→ Task
A complete, exact retyping of the data below is required.

→ Materials provided
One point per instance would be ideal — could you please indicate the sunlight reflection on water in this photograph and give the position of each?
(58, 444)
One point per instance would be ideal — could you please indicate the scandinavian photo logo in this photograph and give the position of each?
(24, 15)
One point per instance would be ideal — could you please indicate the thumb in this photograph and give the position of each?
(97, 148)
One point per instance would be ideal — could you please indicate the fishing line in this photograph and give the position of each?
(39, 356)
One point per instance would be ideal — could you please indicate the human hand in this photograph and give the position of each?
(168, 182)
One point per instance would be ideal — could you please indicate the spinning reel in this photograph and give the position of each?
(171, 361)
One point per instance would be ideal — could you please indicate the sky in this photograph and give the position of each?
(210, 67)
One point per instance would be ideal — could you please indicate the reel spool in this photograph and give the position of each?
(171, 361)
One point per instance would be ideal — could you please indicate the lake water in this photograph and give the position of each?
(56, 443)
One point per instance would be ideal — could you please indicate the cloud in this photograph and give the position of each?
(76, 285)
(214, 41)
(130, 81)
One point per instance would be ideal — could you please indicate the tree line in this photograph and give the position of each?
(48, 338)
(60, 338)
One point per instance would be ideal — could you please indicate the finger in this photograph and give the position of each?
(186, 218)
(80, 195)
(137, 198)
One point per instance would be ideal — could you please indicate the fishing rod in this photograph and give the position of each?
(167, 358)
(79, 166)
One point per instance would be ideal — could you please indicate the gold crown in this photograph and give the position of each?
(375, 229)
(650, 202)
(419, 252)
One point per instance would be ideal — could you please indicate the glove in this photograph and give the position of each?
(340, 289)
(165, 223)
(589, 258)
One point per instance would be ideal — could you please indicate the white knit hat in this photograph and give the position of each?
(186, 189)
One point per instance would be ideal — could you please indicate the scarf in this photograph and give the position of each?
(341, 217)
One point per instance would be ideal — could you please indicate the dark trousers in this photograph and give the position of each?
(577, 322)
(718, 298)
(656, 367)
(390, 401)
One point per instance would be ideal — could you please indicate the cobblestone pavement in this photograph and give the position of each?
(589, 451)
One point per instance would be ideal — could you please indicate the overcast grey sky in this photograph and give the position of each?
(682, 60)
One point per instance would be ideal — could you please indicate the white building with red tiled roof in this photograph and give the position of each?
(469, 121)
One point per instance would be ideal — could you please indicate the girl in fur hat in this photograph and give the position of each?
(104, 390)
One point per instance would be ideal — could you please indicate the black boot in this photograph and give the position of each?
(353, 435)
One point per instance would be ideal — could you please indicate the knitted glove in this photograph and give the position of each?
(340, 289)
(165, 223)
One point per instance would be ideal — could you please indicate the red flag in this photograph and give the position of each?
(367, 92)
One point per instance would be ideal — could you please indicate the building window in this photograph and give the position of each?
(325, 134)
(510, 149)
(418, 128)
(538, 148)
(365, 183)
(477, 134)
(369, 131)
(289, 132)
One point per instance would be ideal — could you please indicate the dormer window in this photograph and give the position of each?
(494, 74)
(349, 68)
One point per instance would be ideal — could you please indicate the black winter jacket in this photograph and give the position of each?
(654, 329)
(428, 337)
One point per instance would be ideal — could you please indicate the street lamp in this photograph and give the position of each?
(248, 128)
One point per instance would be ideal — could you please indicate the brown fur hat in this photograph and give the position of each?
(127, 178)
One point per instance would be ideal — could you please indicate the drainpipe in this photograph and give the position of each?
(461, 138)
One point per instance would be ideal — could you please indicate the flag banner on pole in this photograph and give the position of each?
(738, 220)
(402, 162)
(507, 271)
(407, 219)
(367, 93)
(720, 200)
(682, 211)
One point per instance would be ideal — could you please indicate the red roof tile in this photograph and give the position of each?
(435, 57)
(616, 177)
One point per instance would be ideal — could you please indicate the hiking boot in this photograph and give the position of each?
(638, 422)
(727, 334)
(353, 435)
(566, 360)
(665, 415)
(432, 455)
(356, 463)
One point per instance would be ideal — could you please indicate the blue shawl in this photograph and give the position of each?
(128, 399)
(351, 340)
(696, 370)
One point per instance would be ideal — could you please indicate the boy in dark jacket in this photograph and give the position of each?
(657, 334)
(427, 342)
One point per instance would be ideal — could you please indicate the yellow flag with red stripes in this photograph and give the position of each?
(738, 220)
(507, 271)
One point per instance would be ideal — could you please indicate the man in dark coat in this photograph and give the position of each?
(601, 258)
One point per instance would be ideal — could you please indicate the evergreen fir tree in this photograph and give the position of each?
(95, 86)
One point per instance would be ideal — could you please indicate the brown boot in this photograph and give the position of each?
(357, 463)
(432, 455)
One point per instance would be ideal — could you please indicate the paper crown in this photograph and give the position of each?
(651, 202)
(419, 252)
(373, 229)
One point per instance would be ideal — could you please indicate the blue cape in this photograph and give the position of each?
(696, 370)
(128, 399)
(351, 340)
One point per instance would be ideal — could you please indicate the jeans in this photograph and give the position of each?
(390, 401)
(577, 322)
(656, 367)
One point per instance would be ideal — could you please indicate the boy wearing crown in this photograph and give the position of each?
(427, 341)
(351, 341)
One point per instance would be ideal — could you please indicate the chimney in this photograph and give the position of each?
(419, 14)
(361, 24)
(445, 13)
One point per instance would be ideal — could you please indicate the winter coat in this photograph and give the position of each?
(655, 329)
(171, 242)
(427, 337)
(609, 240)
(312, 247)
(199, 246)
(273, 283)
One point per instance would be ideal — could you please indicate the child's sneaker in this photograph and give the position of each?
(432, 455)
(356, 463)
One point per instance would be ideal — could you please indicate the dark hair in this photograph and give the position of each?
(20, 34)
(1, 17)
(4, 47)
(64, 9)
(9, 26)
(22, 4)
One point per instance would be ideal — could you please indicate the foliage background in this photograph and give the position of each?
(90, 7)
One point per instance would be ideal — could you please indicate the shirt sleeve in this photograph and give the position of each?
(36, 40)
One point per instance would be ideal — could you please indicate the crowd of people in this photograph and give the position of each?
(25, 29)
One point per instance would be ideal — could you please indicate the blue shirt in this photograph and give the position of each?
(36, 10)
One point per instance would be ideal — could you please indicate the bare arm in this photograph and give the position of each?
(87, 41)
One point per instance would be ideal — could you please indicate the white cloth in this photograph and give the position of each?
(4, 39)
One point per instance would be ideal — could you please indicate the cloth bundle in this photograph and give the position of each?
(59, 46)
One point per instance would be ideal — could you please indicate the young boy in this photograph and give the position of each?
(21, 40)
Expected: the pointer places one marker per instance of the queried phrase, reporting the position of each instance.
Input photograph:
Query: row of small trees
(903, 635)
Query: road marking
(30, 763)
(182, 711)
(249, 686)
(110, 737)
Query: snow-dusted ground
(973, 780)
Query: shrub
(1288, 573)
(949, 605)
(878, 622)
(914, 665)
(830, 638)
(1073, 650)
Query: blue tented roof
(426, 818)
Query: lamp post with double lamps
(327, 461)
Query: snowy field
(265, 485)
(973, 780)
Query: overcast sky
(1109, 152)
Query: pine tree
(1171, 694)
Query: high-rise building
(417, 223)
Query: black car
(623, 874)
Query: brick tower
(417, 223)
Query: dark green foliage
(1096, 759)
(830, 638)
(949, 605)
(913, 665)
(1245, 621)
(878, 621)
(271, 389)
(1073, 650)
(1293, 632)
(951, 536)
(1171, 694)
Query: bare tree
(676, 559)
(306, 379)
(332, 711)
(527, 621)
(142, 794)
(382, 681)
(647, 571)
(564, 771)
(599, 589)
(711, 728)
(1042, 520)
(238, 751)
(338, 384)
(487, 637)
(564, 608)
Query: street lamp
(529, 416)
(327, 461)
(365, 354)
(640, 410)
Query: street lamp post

→ Response
One point per instance would be ideal — could you please indicate the sunlight reflection on water in this photograph and give the position of each?
(58, 444)
One point per instance would be ideal — could you please indicate the scandinavian photo logo in this photograph and give the position of each?
(24, 15)
One point per instance would be ideal — could you please indicate the thumb in this photograph and give the position of each?
(97, 148)
One point per instance would be ideal — could you please indicate the fishing line in this photograph and give the position of each?
(39, 356)
One point per instance would be ideal — could you please indicate the human hand in this photograph and give the position of each?
(168, 182)
One point per instance would be ideal — could you please indicate the spinning reel in this photograph and give the position of each?
(171, 361)
One point per instance would be ideal — could you please indicate the sky in this photograph and give the position of each?
(210, 67)
One point per instance would be ideal — could you please indicate the reel spool in this photograph and give the position of each?
(171, 361)
One point per instance would be ideal — could you please indicate the lake water in this photograph and give the position of each?
(56, 443)
One point per instance would be ideal — could you please indicate the cloud in this photograph and give the position of each?
(76, 285)
(214, 41)
(130, 81)
One point per instance would be ideal — could you please indicate the tree line in this photograph and give the position of each?
(48, 338)
(60, 338)
One point per instance would be ideal — could you please indicate the finger in this photograph and give the position of each?
(186, 218)
(80, 195)
(137, 198)
One point per instance would be ideal — could you please indicate the fishing rod in this photograph and give the position of each?
(167, 358)
(79, 166)
One point per instance would be ideal — could you please indicate the gold crown in this photograph and give the position of each?
(375, 229)
(650, 202)
(419, 252)
One point per instance would be ideal — could you please indicate the glove in this photograph and give the position of each?
(340, 289)
(165, 223)
(589, 258)
One point per instance would be ideal — could you please indicate the white knit hat in this photograph and give the position of each?
(186, 189)
One point per instance would be ideal — could you please indicate the scarf in this photograph and give the position of each?
(341, 217)
One point per instance would be ideal — could you please indicate the dark trousers in this photograph and give the position of each?
(577, 322)
(718, 298)
(656, 367)
(390, 401)
One point per instance would be ideal — could you please indicate the cobblestone pavement in this photograph and give the position of each?
(589, 451)
One point per instance would be ideal — could you please indicate the overcast grey sky in this photograph and give the position of each?
(682, 60)
One point per instance would be ideal — could you please indicate the white building with red tiled roof in this photograph and give the position of each?
(469, 121)
One point per instance would be ideal — could you please indicate the girl in fur hat in this photograph and give the position of each?
(104, 390)
One point per instance would be ideal — could you please indicate the black boot in this photograph and give the position of each?
(353, 435)
One point per instance would be ideal — could you please indicate the knitted glove in this photograph and give the position of each?
(340, 289)
(165, 223)
One point per instance would be ideal — could you please indicate the red flag in this photograph and give the position of each?
(367, 92)
One point per instance would be ideal — could you please indicate the building window in this photograph and give the position of each?
(325, 134)
(510, 149)
(418, 128)
(538, 148)
(365, 183)
(477, 134)
(369, 131)
(289, 132)
One point per instance would be ideal — could you please indicate the dormer window in this photograph and give the position of each?
(494, 74)
(349, 68)
One point per instance would be ideal — could you please indicate the black winter jacket in this photograph and give the position of each?
(654, 329)
(428, 337)
One point per instance would be ideal — could you please indicate the street lamp in this photograph and give the position of each?
(248, 128)
One point per instance would be ideal — could you please indicate the brown fur hat in this photograph and give the position of each?
(127, 178)
One point per instance would be ideal — could you please indicate the drainpipe in this photograph and give the position of each?
(461, 138)
One point per instance would be ideal — could you please indicate the flag banner on pole in this photograph and give the position of each?
(738, 220)
(402, 162)
(507, 271)
(407, 219)
(367, 93)
(720, 200)
(682, 211)
One point per instance would be ideal — could you please indicate the red roof tile in this photograph and give the position of each?
(435, 57)
(616, 177)
One point per instance would be ideal — could you please indicate the hiking boot in this photograph and give the position of each?
(638, 422)
(727, 334)
(353, 435)
(566, 360)
(665, 415)
(432, 455)
(356, 463)
One point per instance would be ideal — could you please indicate the blue shawl in this photograph and give the position of each?
(128, 399)
(351, 340)
(696, 370)
One point per instance would be ideal — could you please indicate the boy in dark jacket in this photograph and give the position of each?
(657, 334)
(427, 342)
One point per instance would be ideal — could you please indicate the yellow flag with red stripes in this photograph and give the position of each?
(738, 220)
(507, 271)
One point per instance would be ideal — could you please indicate the man in dark coat in this photograph and give the position of each?
(601, 258)
One point per instance would be ideal — could you please indicate the evergreen fir tree in this photograph and give the position of each?
(95, 86)
One point per instance would be ideal — could you please indicate the brown boot in this photograph and give the position of each?
(357, 463)
(432, 455)
One point per instance would be ideal — could you please indicate the paper crown in this photograph and give the position of each?
(651, 202)
(419, 252)
(373, 229)
One point per instance would be ideal — could you please indicate the blue cape in this photograph and give the position of each?
(696, 370)
(128, 399)
(351, 340)
One point per instance would be ideal — could you please indicate the jeans in this photograph and give the position of each?
(390, 401)
(577, 322)
(656, 367)
One point per instance would be ideal — could you please indicate the boy wearing crown in this photograph and give the position of each?
(427, 341)
(351, 341)
One point per instance would be ideal — could you please indicate the chimney in this photograph and give the position of each?
(419, 14)
(361, 24)
(445, 13)
One point per instance would be ideal — could you please indicate the winter coat in this photograph and give the position of each?
(655, 329)
(171, 242)
(427, 337)
(609, 240)
(312, 247)
(199, 246)
(273, 283)
One point per instance would be ideal — could you please indicate the child's sneaker in this photograph and give the position of each?
(432, 455)
(356, 463)
One point per instance would be ideal — could you please indicate the dark hair in this photograph and give the position of each?
(20, 34)
(1, 17)
(4, 47)
(64, 9)
(9, 26)
(22, 4)
One point per instance would be ideal — could you please indicate the foliage background in this photograph and give the position of each?
(90, 7)
One point per instance would be ideal — could you please indicate the shirt sleeve in this photograph and give the position of each?
(36, 40)
One point per instance would be ideal — could you please indicate the crowd of people in this photograph and give the position of each?
(25, 29)
One point per instance would be ideal — could you please indicate the blue shirt in this photograph and give the position of each?
(36, 10)
One point per instance would be ideal — could you please indicate the bare arm in this photograph and give the position of each?
(87, 41)
One point per instance would be ideal — could you please indicate the white cloth in this photograph and give the position of each?
(4, 39)
One point per instance would be ideal — could you please indicate the cloth bundle in this photograph and give the position of each?
(59, 46)
One point per instance would be ideal — could you please indicate the young boy in this photograph and give the position of each?
(21, 40)
Expected: the pointer places one marker per instance of the queried phrase, reporting the position of each instance.
Input photograph:
Query: row of small trees
(903, 635)
Query: road marking
(30, 763)
(182, 711)
(249, 686)
(110, 737)
Query: snow-dusted ground
(973, 780)
Query: shrub
(1288, 573)
(949, 605)
(878, 622)
(914, 665)
(830, 638)
(1073, 650)
Query: blue tented roof
(426, 818)
Query: lamp post with double lamps
(327, 461)
Query: snowy field
(265, 485)
(973, 780)
Query: overcast sky
(1109, 152)
Query: pine tree
(1171, 694)
Query: high-rise building
(417, 223)
Query: black car
(623, 874)
Query: brick tower
(417, 223)
Query: dark green foliage
(1096, 759)
(830, 638)
(949, 605)
(913, 665)
(1245, 621)
(878, 621)
(271, 389)
(1073, 650)
(1293, 632)
(951, 536)
(1171, 694)
Query: bare tree
(676, 559)
(306, 379)
(332, 711)
(527, 621)
(142, 794)
(382, 681)
(647, 571)
(564, 771)
(599, 589)
(711, 728)
(1042, 520)
(238, 751)
(338, 384)
(487, 637)
(564, 608)
Query: street lamp
(529, 416)
(327, 461)
(365, 354)
(640, 410)
Query: street lamp post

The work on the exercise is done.